* Begin Extracted text *

Carroll even looks crazy…

Viewers are immediately taken into the mind and history of the two main characters.  The protagonist, Hardy, is now a retired FBI agent, who is also a recovering alcoholic and a man fighting to stay healthy (he has a bad heart).  And the antagonist, Carroll, who’s not only a murderer, worked previously as a literature professor obsessed with Edgar Allan Poe.

“Carroll was obsessed with the Romantic Period… in particular, his hero, Edgar Allan Poe.  And like Poe, he believed in the insanity of art, that it had to be felt.  He didn’t just eviscerate fourteen female students, he was making art.  He cut out his victims’ eyes as a nod to his favorite works of Poe: ‘The Tell-Tale Heart’ and ‘The Black Cat.’ See, Poe believed the eyes are our identity, windows to our soul.  To classify him (Carroll) as a picarist would be too simplistic.” ~ Hardy about Carroll to a group of FBI agents

As the pilot begins, we learn immediately that Carroll has escaped from prison and Hardy was responsible for locking him away.  But how did Hardy catch Carroll in the first place?  The Following uses a series of flashbacks to tell the backstory of these two characters.  And probably the most fascinating flashback shows us that Hardy used Carroll’s wife (Claire, played  by Natalie Zea from Justified and Californication), who also happens to be a professor, as an expert during his investigation.  Hardy had visited her on multiple occasions for help in tracking down the killer and she unknowingly led him in the direction of her own husband.  Clearly, this gives Carroll reason to haunt and torture both Hardy and Claire… and I’m sure the fact that the two shared a romantic connection doesn’t help either.

* End Extracted text *
* Begin Provided material *

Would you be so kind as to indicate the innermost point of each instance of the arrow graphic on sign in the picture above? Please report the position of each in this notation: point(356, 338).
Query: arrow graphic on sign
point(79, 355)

* End Provided material *

> **What is asked**:
1: Write out the part of the review of The Following starting with "As the pilot" and going on through "doesn’t help either.".
2: According to the review of The Following, what health problem does Hardy have?
The lines are not needed for either task.

> **Results for the exercise**:
1:
As the pilot begins, we learn immediately that Carroll has escaped from prison and Hardy was responsible for locking him away.  But how did Hardy catch Carroll in the first place?  The Following uses a series of flashbacks to tell the backstory of these two characters.  And probably the most fascinating flashback shows us that Hardy used Carroll’s wife (Claire, played  by Natalie Zea from Justified and Californication), who also happens to be a professor, as an expert during his investigation.  Hardy had visited her on multiple occasions for help in tracking down the killer and she unknowingly led him in the direction of her own husband.  Clearly, this gives Carroll reason to haunt and torture both Hardy and Claire… and I’m sure the fact that the two shared a romantic connection doesn’t help either.

2: He has a bad heart.